Almas ganosas de practicar la
caridad, ¿no os habíais parado a meditar en el bien que podríais hacer sólo
poniendo vuestro oído a disposición de los desgraciados?
Pero
¡qué pena!, la experiencia me ha llevado a hacer un balance entre dolores y
alegrías, cariños y odios, anhelos y temores que contar y oídos que se pongan a
escuchar y he deducido que hay un gran exceso de aquéllos sobre éstos.
¡Qué
bien se entiende ahora la exclamación de los libros santos repetida bajo mil
formas: Escúchame: ¿a quién iré, Señor, que me escuche?, ¡y qué bien se
entiende así la ocupación del Corazón de Jesús que me descubría el Evangelio: escuchar
siempre!
Sí,
sí, sabedlo bien, almas que tenéis que contar y no encontráis quien os escuche,
sabed que en el Sagrario hay quien escuche siempre, a todos y todo.

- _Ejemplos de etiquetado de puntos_

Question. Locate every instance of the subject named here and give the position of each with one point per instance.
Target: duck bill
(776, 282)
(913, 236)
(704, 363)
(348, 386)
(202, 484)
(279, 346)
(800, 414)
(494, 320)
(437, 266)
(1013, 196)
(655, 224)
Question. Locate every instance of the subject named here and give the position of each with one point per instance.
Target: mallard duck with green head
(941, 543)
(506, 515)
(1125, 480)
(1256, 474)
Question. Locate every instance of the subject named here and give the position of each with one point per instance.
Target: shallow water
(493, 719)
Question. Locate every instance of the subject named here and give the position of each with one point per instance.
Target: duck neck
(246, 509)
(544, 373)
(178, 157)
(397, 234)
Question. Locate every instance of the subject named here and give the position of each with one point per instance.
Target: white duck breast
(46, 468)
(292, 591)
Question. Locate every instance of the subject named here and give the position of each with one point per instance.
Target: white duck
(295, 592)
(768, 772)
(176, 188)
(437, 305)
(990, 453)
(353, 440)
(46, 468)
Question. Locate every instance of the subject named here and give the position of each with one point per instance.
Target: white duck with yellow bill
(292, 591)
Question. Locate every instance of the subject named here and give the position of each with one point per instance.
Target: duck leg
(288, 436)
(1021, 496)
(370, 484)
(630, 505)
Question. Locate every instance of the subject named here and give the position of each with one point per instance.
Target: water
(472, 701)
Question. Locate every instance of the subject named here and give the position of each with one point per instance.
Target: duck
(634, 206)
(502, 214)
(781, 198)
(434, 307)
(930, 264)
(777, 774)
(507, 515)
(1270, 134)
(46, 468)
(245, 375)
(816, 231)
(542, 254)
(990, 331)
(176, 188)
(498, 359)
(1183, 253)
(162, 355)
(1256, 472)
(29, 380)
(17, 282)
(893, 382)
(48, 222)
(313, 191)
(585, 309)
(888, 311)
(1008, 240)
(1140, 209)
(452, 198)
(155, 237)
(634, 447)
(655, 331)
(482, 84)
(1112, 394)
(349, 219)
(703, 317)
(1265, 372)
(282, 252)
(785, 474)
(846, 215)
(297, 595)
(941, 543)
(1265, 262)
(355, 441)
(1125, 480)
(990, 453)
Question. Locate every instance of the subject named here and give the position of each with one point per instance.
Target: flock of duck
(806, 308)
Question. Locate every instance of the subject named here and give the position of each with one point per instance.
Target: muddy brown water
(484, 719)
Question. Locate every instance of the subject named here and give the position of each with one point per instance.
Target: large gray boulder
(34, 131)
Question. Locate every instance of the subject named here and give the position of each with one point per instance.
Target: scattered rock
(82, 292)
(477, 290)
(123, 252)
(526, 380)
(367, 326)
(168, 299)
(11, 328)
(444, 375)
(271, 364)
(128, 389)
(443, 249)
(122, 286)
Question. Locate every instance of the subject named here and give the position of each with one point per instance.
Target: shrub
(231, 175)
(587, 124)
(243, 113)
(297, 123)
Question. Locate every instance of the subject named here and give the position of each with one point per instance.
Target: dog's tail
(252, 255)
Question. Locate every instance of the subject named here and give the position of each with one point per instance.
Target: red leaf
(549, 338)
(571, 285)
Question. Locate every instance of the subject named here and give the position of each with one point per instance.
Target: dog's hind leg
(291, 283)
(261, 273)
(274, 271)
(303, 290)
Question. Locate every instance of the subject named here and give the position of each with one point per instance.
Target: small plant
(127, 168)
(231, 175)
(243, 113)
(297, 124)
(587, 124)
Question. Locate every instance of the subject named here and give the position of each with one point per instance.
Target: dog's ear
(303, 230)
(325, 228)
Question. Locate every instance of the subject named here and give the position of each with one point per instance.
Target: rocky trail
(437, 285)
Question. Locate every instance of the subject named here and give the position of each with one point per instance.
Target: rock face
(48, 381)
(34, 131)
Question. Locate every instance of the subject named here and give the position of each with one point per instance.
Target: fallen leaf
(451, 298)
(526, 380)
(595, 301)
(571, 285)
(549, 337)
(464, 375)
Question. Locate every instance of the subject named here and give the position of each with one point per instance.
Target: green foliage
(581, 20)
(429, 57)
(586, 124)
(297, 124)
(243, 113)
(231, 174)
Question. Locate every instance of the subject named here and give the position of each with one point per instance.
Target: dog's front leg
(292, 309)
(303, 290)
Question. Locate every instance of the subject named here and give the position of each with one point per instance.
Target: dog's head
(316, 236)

- _Objetivo A_
Responde estas preguntas sobre el texto del Sagrario:
(i) ¿Qué llevó a quien habla a hacer un balance entre dolores y alegrías?
(ii) ¿Cuál es la ocupación del Corazón de Jesús que le descubría el Evangelio?
(iii) ¿Dónde dice el final del texto que hay quien escuche siempre?
- _Objetivo B_
Cambia "caridad" por "generosidad" y copia la parte del texto del Sagrario que empieza con las palabras "Almas ganosas de" y termina con "aquéllos sobre éstos.".
- _Objetivo C_
Escribe lo que sigue al texto del Sagrario a partir de su última oración.

- _Respuesta A_
(i) La experiencia.
(ii) Escuchar siempre.
(iii) En el Sagrario.

- _Respuesta B_
Almas ganosas de practicar la
generosidad, ¿no os habíais parado a meditar en el bien que podríais hacer sólo
poniendo vuestro oído a disposición de los desgraciados?
Pero
¡qué pena!, la experiencia me ha llevado a hacer un balance entre dolores y
alegrías, cariños y odios, anhelos y temores que contar y oídos que se pongan a
escuchar y he deducido que hay un gran exceso de aquéllos sobre éstos.

- _Respuesta C_
Siempre
¿No
os acordáis? Lo mismo buscaban al Maestro a la caída de la tarde para que
bendijera y curara a los enfermos, que a media noche cuando dormía, para que
aplacara los vientos y los mares; lo mismo le pedían en las glorias de la
transfiguración que en las ignominias de la calle de la Amargura y del
Calvario... Siempre, siempre escuchaba.
Y
a todos
Lo
mismo escuchaba al discípulo ingenuo que preguntaba para saber, que al fariseo
taimado que le preguntaba para cogerlo, lo mismo a la muchedumbre que lo
cercaba, que al cieguecito mendigo del camino, lo mismo a su Madre Inmaculada,
que a la mujer pecadora; escuchaba a todos.
Y
todo
La
petición de la fe que hablaba sólo con el corazón en la hemorroísa y en Zaqueo
y el grito de la blasfemia del Pretorio, el Hosanna del triunfo y el falso
testimonio, el llanto reprimido de los penitentes y el mal pensamiento de sus
enemigos. ¡Todo, todo lo escuchaba!
Y
así sigue viviendo en el Sagrario: escuchando a todos y todo.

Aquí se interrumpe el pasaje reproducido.